TASK INSTRUCTIONS -
This exercise calls for every line of the data below with the string "Mark" in it.

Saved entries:
=== Begin Enclosure ===
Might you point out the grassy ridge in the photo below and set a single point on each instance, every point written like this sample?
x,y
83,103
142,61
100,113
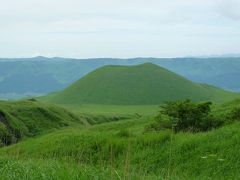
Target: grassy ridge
x,y
123,147
145,84
29,118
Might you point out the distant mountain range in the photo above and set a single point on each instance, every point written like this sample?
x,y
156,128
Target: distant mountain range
x,y
145,84
41,75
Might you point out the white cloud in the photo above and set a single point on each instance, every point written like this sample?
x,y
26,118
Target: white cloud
x,y
118,28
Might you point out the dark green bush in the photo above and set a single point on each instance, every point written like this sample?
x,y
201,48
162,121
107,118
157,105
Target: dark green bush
x,y
185,116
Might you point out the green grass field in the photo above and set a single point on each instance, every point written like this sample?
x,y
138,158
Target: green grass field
x,y
145,84
121,150
77,140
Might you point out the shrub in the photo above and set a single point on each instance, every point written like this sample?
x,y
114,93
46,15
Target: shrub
x,y
185,116
124,133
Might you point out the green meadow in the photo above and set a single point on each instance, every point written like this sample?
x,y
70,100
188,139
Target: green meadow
x,y
81,138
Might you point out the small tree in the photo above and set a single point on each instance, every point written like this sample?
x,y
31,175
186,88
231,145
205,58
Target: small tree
x,y
185,116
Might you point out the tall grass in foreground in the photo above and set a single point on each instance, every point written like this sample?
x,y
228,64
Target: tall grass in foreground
x,y
109,152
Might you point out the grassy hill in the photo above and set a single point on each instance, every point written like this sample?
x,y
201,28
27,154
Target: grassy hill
x,y
145,84
121,150
29,118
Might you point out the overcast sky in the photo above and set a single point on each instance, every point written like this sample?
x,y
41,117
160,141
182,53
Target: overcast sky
x,y
119,28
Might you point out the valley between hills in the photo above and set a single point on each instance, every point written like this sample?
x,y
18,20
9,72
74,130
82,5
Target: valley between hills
x,y
123,122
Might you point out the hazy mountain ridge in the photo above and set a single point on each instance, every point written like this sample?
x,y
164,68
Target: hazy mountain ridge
x,y
145,84
61,72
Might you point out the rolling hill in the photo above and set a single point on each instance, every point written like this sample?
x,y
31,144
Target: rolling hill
x,y
22,77
145,84
29,118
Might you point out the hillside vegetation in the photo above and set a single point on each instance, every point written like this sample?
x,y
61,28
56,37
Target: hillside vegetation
x,y
28,118
41,75
123,150
145,84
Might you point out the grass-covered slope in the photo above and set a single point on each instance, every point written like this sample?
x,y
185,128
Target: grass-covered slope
x,y
135,85
122,150
29,118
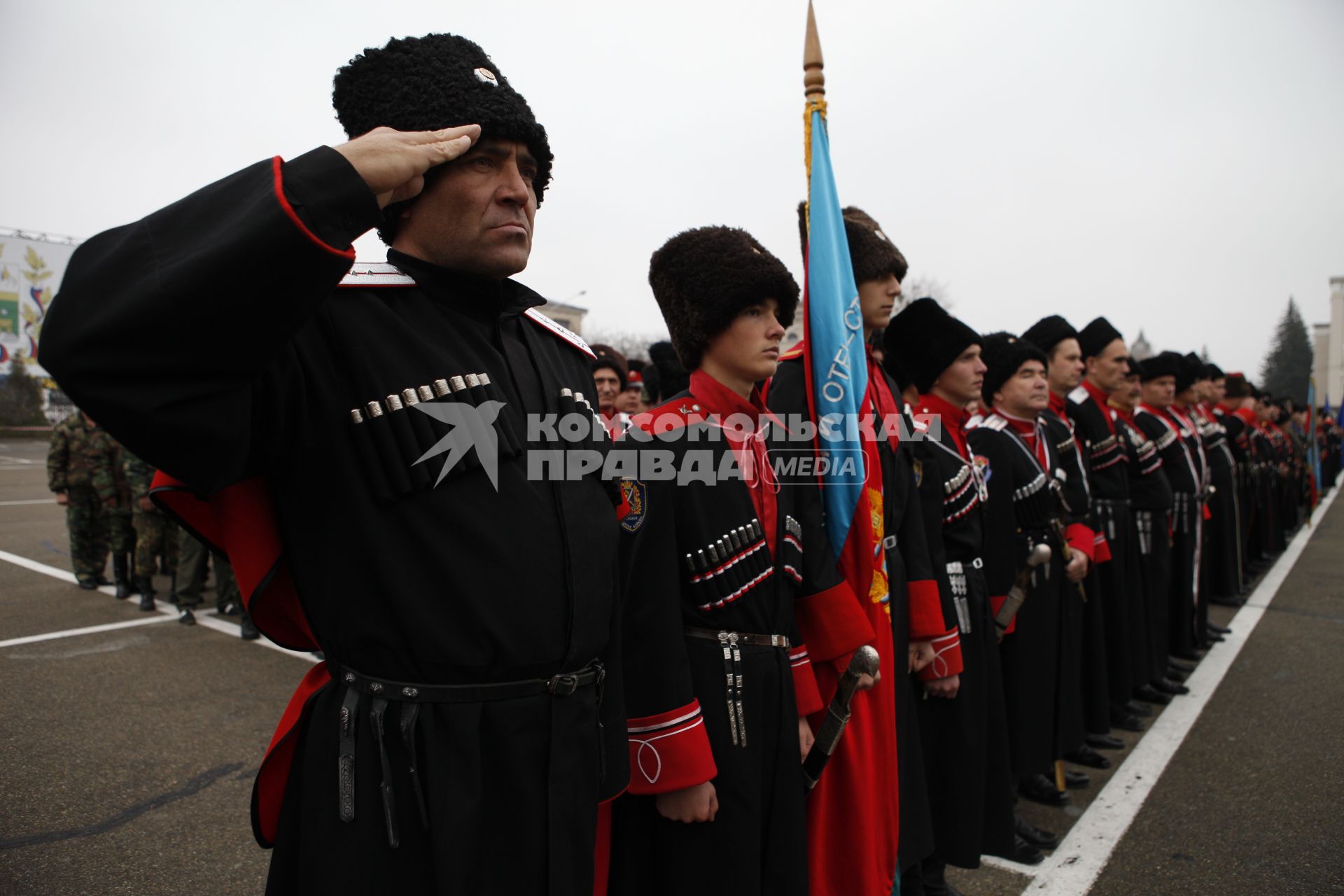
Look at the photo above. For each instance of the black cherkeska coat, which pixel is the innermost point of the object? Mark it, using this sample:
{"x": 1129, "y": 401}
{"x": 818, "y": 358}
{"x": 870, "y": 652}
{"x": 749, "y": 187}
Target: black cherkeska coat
{"x": 252, "y": 365}
{"x": 1109, "y": 480}
{"x": 717, "y": 543}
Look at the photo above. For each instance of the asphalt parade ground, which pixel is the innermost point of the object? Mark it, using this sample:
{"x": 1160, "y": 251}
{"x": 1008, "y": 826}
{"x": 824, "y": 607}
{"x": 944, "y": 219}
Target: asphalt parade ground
{"x": 128, "y": 743}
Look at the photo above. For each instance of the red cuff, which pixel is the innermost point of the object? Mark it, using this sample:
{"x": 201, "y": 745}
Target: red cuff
{"x": 995, "y": 606}
{"x": 832, "y": 622}
{"x": 670, "y": 751}
{"x": 1082, "y": 538}
{"x": 946, "y": 657}
{"x": 277, "y": 167}
{"x": 925, "y": 612}
{"x": 804, "y": 682}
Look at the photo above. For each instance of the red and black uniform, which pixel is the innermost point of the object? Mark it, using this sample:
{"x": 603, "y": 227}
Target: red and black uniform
{"x": 707, "y": 561}
{"x": 848, "y": 850}
{"x": 1151, "y": 498}
{"x": 1085, "y": 704}
{"x": 1108, "y": 473}
{"x": 1175, "y": 444}
{"x": 258, "y": 360}
{"x": 1023, "y": 508}
{"x": 1224, "y": 571}
{"x": 971, "y": 785}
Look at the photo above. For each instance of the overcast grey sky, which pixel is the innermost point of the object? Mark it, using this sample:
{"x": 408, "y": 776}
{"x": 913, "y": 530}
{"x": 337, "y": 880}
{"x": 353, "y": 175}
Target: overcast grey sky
{"x": 1174, "y": 164}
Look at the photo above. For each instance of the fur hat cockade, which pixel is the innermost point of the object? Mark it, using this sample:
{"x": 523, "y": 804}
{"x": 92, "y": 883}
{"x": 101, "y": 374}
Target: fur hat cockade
{"x": 1094, "y": 337}
{"x": 1004, "y": 355}
{"x": 872, "y": 251}
{"x": 1050, "y": 332}
{"x": 704, "y": 279}
{"x": 925, "y": 340}
{"x": 433, "y": 83}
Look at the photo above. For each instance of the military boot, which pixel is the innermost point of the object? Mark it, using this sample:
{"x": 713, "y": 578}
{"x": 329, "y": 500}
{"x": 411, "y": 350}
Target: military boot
{"x": 147, "y": 593}
{"x": 121, "y": 575}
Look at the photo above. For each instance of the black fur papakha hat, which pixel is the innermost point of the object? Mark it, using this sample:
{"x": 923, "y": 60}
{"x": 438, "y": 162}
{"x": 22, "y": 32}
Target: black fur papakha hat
{"x": 433, "y": 83}
{"x": 872, "y": 251}
{"x": 613, "y": 360}
{"x": 1049, "y": 332}
{"x": 1094, "y": 337}
{"x": 1004, "y": 355}
{"x": 1191, "y": 371}
{"x": 704, "y": 279}
{"x": 1164, "y": 365}
{"x": 925, "y": 340}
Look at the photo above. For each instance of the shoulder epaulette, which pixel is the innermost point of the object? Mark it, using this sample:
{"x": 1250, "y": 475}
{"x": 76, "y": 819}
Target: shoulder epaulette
{"x": 568, "y": 335}
{"x": 995, "y": 422}
{"x": 375, "y": 274}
=== End Enclosure ===
TASK OUTPUT -
Look at the photo above. For each instance of the black cherkeska coat, which pixel is the innermost point of the object? Mark it, using this sample:
Look at the photo above. For each instance of the asphalt parade ground, which pixel is the innermost point of the object? Mark it, using this sample:
Look at the photo above. For each instance of the red cuff, which pixel is the innermost point of the object? Mark it, using this sample:
Look at the photo above. For each instance of the red and black uniform, which pixel is the innermost point of the object? Mark it, using this sample:
Look at the photo above. For each instance of the overcast grey sky, which pixel is the innermost point of the object? Mark it, using this sample:
Look at the photo above. For each instance of the fur hat cockade, which pixel is the innermost point of the object? Mark it, using this sample:
Look at the photo above. For each instance of the military boot, which pixel is the innermost point of the object? Mark it, using this sample:
Look at the photo above. For each instance of the black fur papakha hat, which pixel is the innermost point of the object? Mark it, using this sample:
Look at the photo above. For each instance of the shoulder epaulette, which pixel is the innermost point of the object? Mark it, using this sample:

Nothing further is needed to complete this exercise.